### Given records

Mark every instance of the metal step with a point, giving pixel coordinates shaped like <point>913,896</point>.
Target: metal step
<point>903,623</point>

==

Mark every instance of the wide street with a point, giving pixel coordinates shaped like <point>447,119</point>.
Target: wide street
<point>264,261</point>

...

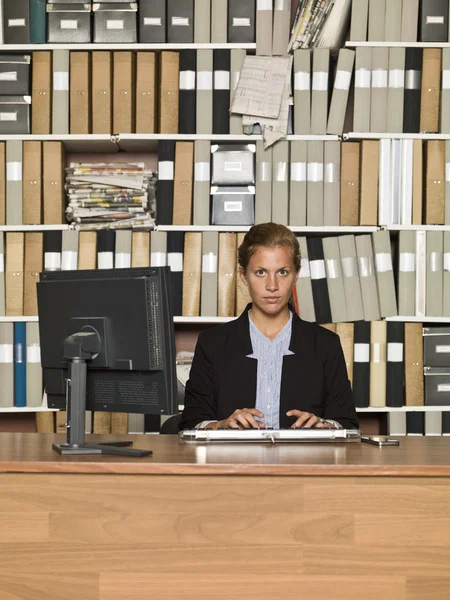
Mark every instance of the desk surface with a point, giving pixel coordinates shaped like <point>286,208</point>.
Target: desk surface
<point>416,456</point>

### What the exercise asks
Return every line from the listing above in which the string "coordinates" appears.

### Solution to this problem
Mark every instance of the metal step with a point, giving pixel coordinates shaped like <point>913,896</point>.
Mark every instance of the wide street with a point, giving pixel coordinates shaped like <point>447,119</point>.
Mark every instance of the desk surface with a point, giving pixel coordinates shaped like <point>286,208</point>.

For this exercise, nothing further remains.